TASK DESCRIPTION: Find the lines in the records that carry the word "fire". Copy each one.

Stored data entries:
....

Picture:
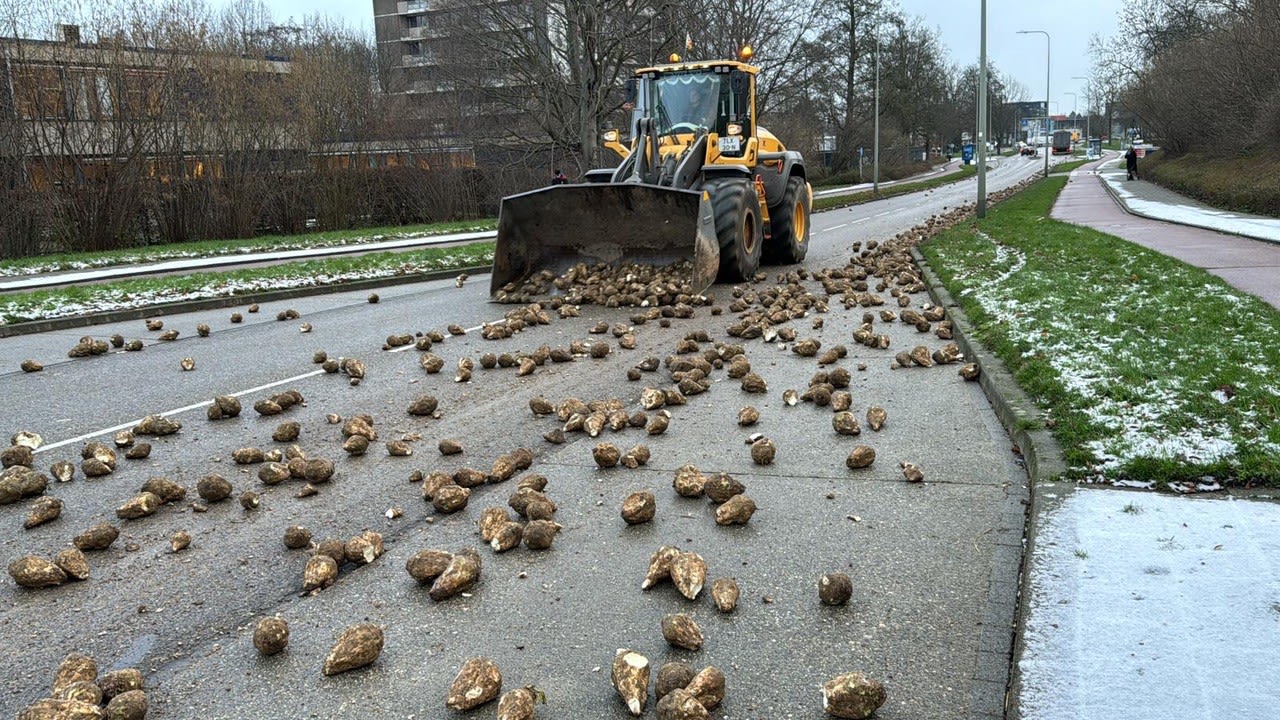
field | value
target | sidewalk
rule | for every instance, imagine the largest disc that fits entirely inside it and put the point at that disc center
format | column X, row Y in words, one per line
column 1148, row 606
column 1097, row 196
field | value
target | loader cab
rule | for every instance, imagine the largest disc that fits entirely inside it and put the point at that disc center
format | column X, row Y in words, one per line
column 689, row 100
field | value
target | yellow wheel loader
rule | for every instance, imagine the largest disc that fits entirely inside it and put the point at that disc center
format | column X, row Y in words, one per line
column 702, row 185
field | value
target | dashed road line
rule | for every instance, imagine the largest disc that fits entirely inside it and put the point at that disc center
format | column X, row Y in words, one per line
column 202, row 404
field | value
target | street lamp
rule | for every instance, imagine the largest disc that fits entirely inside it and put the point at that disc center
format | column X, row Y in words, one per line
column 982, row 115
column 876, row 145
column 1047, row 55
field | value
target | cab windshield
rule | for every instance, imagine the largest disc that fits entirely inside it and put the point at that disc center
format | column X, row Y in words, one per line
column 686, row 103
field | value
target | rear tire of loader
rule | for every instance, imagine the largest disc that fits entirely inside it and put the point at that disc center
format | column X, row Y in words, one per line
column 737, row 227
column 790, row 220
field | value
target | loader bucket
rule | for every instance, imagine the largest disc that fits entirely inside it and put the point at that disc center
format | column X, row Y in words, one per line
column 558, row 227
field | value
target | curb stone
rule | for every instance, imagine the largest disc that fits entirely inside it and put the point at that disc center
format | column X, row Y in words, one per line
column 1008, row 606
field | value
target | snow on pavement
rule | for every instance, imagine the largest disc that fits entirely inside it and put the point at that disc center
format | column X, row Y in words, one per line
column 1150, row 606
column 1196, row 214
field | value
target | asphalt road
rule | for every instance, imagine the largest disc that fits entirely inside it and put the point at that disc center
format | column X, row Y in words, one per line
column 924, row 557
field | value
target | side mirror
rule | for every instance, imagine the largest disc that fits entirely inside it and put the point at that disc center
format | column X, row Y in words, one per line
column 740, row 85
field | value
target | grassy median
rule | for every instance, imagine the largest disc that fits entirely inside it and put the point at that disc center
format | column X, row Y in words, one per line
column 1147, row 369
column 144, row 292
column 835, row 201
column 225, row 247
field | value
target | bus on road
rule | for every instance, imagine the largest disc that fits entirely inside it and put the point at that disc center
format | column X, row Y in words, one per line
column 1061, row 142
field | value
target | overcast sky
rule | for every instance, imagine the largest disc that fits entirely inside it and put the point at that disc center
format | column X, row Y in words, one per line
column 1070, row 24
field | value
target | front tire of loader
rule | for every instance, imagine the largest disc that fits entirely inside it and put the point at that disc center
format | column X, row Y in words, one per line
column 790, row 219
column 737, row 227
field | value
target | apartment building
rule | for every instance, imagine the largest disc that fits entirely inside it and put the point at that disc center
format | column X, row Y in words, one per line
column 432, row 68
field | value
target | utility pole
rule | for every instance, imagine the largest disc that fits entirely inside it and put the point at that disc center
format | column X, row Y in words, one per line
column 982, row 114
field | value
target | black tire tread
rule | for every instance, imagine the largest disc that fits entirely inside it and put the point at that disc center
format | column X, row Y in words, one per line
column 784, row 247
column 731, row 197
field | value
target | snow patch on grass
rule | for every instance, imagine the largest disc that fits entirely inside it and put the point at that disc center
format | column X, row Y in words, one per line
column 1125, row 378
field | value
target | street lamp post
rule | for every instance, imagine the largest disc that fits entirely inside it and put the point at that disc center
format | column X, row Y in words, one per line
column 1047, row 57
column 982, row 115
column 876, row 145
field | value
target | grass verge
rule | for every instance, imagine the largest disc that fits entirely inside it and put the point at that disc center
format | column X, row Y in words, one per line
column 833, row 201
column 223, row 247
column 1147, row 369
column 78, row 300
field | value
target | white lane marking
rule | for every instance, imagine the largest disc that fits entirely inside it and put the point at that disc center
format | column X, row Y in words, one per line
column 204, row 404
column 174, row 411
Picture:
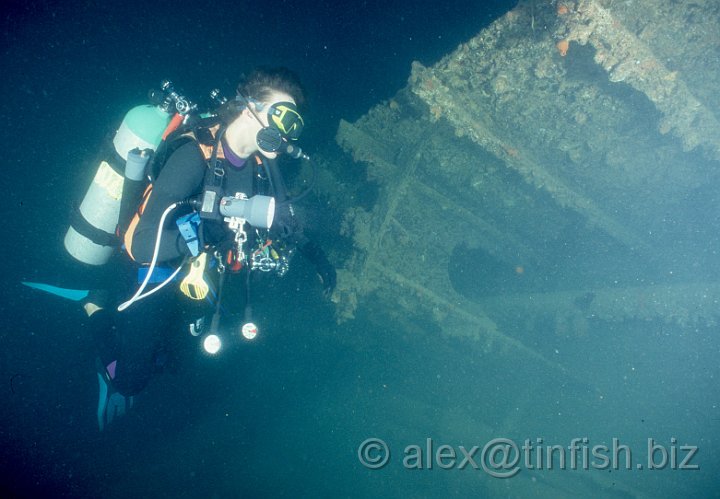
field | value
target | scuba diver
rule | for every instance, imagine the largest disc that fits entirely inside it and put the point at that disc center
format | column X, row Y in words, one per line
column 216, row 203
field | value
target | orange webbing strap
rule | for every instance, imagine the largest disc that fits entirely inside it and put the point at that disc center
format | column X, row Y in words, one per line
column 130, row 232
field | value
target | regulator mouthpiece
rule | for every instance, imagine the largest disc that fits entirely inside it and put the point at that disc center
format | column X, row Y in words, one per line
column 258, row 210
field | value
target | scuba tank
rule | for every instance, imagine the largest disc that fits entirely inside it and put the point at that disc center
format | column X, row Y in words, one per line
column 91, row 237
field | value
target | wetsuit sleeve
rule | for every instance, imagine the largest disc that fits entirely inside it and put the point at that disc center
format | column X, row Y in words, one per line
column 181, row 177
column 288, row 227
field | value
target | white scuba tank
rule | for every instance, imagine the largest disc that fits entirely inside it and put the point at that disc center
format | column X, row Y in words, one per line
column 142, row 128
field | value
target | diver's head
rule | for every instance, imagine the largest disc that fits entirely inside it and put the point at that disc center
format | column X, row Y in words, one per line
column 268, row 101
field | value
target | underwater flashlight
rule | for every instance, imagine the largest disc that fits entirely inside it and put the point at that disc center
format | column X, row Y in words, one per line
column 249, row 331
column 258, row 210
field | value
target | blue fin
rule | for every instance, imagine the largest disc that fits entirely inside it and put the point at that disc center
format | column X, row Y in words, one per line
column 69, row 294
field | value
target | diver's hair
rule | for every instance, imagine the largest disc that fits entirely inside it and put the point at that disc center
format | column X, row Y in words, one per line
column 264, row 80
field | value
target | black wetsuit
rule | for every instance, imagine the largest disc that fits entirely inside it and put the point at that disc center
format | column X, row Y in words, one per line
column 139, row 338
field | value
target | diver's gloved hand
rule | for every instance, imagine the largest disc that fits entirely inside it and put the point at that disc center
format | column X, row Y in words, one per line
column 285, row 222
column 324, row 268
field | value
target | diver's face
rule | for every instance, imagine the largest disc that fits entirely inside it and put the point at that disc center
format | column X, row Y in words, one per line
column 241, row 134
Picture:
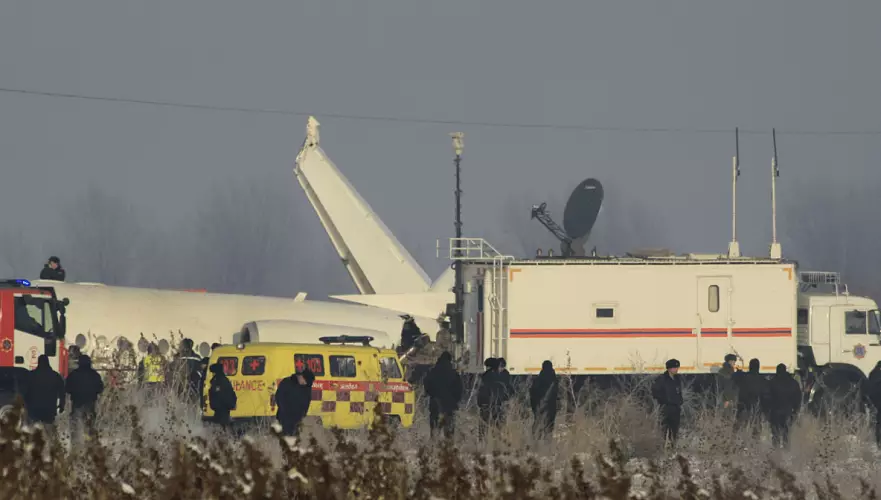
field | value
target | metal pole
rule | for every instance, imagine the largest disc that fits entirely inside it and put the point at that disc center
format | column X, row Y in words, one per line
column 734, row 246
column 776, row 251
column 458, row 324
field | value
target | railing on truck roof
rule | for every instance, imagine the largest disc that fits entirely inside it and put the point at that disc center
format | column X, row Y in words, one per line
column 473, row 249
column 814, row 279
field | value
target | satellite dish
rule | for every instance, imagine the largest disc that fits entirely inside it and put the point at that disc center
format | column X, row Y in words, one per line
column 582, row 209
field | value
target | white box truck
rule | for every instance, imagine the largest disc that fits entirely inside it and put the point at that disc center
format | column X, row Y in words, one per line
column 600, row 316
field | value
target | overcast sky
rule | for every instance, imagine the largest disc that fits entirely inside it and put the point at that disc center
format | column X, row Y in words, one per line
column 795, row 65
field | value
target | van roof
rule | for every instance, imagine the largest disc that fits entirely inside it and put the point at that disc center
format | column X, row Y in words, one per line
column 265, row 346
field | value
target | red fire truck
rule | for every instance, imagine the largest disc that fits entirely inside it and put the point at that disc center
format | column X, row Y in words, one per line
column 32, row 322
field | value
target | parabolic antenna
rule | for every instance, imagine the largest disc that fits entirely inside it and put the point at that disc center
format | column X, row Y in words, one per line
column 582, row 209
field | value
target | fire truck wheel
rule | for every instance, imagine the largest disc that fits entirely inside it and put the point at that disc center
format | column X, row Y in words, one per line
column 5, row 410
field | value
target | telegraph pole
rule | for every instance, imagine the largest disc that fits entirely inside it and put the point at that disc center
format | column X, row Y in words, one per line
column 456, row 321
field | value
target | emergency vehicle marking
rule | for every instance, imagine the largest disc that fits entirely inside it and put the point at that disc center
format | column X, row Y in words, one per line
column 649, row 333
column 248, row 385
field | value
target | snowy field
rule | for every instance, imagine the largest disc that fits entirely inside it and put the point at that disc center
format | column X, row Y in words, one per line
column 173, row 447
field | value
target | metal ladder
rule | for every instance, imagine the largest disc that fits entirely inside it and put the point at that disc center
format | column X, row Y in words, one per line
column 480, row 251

....

WORKED SOLUTION:
target | red fire truck
target | fire truck wheel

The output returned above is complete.